* **Input**:
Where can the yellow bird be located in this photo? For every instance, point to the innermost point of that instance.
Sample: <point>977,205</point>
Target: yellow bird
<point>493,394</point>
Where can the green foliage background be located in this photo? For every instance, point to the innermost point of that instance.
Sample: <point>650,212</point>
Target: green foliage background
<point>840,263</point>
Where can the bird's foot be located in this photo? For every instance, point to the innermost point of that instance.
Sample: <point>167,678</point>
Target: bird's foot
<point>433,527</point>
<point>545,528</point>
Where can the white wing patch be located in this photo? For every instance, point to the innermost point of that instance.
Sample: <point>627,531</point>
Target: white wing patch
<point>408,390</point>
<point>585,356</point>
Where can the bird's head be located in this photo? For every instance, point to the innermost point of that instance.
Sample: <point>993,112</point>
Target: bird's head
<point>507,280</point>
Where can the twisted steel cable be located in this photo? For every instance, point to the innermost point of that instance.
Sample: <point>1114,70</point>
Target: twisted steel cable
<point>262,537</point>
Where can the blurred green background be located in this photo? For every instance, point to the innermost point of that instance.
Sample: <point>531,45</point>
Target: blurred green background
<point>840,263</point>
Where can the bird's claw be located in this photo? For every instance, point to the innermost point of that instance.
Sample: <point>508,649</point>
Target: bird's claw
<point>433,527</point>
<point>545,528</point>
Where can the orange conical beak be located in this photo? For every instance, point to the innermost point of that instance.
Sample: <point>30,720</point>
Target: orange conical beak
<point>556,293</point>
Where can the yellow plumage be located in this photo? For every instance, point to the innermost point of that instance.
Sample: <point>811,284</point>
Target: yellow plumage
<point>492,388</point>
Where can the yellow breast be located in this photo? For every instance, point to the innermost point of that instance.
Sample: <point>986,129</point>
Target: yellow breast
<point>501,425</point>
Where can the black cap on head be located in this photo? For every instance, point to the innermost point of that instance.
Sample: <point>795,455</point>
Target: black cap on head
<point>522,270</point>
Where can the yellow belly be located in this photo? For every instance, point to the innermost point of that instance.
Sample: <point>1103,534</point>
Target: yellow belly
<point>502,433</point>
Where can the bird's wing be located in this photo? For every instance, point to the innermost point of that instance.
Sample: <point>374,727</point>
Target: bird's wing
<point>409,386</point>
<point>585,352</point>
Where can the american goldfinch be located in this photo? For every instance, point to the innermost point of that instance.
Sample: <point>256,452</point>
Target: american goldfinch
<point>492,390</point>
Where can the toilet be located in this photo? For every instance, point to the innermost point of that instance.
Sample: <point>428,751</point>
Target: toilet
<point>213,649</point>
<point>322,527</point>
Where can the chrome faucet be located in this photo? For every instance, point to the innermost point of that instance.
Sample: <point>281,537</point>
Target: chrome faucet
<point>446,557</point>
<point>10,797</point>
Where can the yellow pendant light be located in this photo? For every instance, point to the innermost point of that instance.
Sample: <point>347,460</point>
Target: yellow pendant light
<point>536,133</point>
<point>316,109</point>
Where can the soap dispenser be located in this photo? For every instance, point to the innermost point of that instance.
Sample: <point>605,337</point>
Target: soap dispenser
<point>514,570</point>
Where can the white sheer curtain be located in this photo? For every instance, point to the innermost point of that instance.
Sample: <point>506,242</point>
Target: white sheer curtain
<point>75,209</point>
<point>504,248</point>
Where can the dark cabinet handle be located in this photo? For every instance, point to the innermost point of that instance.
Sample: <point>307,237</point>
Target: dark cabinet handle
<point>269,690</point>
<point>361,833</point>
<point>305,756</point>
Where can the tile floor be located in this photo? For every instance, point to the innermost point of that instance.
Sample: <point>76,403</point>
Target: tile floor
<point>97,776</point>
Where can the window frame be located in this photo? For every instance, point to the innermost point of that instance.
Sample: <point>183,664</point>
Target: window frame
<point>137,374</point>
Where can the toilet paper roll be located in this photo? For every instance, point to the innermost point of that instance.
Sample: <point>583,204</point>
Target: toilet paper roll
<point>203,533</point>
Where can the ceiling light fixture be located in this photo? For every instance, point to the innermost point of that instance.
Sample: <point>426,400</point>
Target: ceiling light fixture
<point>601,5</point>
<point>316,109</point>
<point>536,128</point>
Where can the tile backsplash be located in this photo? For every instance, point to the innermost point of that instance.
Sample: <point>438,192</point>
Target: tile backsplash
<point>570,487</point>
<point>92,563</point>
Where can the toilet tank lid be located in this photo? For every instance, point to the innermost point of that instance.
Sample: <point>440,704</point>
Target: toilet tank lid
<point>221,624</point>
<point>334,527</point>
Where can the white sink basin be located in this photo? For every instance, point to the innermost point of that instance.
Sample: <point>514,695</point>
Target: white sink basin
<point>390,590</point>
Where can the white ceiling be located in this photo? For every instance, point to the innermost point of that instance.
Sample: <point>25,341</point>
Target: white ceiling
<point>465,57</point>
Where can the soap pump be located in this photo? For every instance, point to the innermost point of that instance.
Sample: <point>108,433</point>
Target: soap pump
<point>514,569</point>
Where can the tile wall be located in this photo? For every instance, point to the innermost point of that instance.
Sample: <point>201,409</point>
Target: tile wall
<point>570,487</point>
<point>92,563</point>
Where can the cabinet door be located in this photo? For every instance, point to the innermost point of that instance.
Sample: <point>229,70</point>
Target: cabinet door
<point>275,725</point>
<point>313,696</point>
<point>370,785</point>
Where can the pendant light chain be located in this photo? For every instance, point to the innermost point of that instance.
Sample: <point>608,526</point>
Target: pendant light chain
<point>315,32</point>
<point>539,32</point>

* **The exercise**: Retype, without alteration, the portion of the records that opens with the line containing "Where can the bird's wing" and closes with the line containing "<point>322,527</point>", including both of those lines.

* **Output of the exercise**:
Where can the bird's wing be located in this photo? For every instance, point to the innermost point of that instance.
Sample: <point>374,727</point>
Target: bird's wing
<point>409,386</point>
<point>585,352</point>
Where can the american goldfinch be located in this photo? For every instance, point to the innermost point of that instance.
Sample: <point>256,452</point>
Target: american goldfinch
<point>492,390</point>
Where can the toilet be located in this photo? For every instance, point to the innermost point of that instance.
Sample: <point>428,751</point>
Target: toilet
<point>213,649</point>
<point>322,527</point>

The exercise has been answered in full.